Entries from a point annotation set:
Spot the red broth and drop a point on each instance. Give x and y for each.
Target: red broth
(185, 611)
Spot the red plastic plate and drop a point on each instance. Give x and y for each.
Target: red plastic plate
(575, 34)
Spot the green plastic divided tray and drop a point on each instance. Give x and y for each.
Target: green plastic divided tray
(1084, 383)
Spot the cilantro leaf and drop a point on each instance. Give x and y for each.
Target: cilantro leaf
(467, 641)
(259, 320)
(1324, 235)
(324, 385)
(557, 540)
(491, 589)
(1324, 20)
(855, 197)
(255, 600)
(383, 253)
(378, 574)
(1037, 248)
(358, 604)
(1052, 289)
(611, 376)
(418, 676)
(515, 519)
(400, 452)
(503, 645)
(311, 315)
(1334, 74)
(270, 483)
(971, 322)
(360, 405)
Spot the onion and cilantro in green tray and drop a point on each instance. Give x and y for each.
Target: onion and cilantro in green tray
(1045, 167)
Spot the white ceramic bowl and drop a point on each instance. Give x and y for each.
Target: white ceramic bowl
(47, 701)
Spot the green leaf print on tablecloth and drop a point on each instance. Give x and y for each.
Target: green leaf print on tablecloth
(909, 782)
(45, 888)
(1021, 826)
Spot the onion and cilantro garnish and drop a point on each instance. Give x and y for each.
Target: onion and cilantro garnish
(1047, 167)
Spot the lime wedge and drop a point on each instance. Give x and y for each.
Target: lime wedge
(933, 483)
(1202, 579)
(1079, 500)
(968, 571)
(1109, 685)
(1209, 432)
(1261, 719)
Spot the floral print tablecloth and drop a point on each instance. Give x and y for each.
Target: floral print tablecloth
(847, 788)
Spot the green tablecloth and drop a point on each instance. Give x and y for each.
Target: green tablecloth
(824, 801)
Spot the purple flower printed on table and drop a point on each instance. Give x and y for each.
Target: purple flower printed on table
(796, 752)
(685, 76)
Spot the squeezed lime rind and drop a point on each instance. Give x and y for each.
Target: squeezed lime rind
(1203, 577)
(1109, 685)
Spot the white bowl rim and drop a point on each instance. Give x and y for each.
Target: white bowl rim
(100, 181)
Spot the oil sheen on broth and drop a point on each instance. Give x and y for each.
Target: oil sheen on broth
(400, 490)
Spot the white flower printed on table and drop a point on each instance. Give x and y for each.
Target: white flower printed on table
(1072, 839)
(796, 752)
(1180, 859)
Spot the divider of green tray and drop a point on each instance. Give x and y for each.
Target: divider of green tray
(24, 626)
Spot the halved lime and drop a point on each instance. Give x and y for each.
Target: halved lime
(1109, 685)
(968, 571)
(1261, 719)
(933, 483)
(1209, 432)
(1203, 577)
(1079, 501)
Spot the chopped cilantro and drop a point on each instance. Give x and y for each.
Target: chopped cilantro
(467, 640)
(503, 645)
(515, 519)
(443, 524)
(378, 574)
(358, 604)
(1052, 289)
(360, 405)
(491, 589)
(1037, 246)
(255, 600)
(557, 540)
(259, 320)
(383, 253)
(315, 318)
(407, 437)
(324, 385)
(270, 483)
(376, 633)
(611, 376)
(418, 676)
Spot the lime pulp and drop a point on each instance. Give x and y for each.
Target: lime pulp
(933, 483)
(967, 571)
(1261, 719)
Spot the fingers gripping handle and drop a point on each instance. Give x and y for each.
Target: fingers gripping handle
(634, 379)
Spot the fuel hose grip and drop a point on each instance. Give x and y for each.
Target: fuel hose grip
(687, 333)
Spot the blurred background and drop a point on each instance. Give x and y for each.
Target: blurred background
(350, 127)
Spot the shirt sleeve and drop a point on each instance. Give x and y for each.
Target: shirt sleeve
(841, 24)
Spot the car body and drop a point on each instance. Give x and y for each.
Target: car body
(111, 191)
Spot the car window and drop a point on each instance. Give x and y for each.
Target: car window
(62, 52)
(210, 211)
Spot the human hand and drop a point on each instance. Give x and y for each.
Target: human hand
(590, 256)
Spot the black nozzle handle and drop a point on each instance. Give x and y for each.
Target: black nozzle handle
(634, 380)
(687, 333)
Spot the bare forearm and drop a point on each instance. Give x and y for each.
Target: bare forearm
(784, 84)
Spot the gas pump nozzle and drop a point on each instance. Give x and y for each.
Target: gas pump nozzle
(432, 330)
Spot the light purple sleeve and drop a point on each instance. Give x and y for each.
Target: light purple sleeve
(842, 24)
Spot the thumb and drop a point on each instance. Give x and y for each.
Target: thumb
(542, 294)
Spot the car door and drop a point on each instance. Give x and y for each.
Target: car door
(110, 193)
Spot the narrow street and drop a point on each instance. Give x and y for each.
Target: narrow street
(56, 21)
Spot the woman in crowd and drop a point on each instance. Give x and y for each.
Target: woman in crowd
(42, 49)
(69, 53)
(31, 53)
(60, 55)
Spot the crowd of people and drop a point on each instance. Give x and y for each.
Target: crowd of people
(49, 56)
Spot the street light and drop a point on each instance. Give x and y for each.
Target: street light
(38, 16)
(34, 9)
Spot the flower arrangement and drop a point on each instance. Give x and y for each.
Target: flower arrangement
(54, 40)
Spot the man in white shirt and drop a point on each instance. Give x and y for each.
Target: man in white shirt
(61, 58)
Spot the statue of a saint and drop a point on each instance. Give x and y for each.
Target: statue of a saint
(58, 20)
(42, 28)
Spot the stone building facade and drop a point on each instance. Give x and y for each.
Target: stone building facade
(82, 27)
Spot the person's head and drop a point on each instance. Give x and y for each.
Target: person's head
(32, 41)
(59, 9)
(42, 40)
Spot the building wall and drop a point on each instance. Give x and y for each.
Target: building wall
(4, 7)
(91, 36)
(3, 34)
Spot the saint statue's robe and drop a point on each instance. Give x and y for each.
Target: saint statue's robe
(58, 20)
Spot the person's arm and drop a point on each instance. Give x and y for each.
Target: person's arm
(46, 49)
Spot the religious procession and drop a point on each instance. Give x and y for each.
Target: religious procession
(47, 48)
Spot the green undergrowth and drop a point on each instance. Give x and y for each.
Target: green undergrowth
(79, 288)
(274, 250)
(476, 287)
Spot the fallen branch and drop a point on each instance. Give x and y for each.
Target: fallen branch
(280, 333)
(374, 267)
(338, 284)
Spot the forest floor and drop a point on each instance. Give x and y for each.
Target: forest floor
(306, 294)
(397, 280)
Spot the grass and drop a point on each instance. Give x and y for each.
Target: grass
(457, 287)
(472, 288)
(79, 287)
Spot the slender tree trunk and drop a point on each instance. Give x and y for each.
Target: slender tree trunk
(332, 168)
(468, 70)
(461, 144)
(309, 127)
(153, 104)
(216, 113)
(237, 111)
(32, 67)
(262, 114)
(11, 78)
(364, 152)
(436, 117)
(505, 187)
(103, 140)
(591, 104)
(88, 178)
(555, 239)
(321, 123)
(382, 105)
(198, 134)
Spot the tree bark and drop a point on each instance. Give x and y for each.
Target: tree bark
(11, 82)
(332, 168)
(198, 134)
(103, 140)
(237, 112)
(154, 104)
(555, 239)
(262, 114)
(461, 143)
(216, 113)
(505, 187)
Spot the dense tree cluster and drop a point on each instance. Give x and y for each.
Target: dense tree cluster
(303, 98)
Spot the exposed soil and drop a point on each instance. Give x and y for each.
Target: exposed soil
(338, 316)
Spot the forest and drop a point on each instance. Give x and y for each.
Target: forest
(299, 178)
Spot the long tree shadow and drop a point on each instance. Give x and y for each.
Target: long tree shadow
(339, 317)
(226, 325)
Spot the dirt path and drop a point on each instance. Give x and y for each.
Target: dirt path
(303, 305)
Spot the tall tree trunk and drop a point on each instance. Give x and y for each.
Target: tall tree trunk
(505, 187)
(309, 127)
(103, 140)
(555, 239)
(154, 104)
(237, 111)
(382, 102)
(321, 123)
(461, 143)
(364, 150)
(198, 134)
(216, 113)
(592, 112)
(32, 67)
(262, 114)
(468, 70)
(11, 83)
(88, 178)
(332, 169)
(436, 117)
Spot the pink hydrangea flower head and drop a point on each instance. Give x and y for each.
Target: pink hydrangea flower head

* [PROBLEM TO SOLVE]: Repeat the lines of the entries above word for word, starting at the line that contains "Spot the slender" and ending at the last line of the entries.

* [RESULT]:
Spot the slender tree trunk and drop a point on each instance. Give x and y for each.
Target: slender tree trunk
(332, 168)
(468, 70)
(461, 144)
(309, 127)
(153, 104)
(216, 113)
(237, 111)
(32, 67)
(262, 114)
(11, 78)
(364, 152)
(436, 117)
(505, 187)
(103, 140)
(591, 104)
(88, 178)
(555, 239)
(321, 123)
(382, 105)
(198, 134)
Spot the tree bark and drop a point on each instance. Give x and y for each.
Target: tree bark
(11, 82)
(332, 168)
(198, 134)
(103, 140)
(237, 112)
(154, 104)
(555, 239)
(262, 114)
(461, 143)
(216, 113)
(505, 187)
Spot the dense tree cluster and drop a point on each instance. Give x and y for each.
Target: dense tree cluster
(303, 98)
Spot the exposed soil and drop a point on each instance. Give x and y for each.
Target: exposed soil
(338, 316)
Spot the forest and drop a point on each instance. Give x and y for each.
Target: forest
(299, 178)
Spot the long tree shadow and drop a point on each instance. Give x and y for each.
Target: long tree shadow
(339, 317)
(226, 325)
Spot the dirt path and drop a point on each instance. Give x and y for each.
Target: dirt path
(303, 305)
Spot the tall tree trunk and drop a point on each instance. Give x and y for each.
Target: tall tree trunk
(505, 187)
(309, 127)
(103, 140)
(555, 239)
(154, 104)
(237, 111)
(382, 102)
(321, 123)
(461, 143)
(364, 150)
(198, 134)
(216, 113)
(592, 112)
(32, 67)
(262, 114)
(468, 70)
(11, 83)
(88, 178)
(332, 169)
(436, 117)
Spot the pink hydrangea flower head and drop a point on each instance. Give x and y for each.
Target: pink hydrangea flower head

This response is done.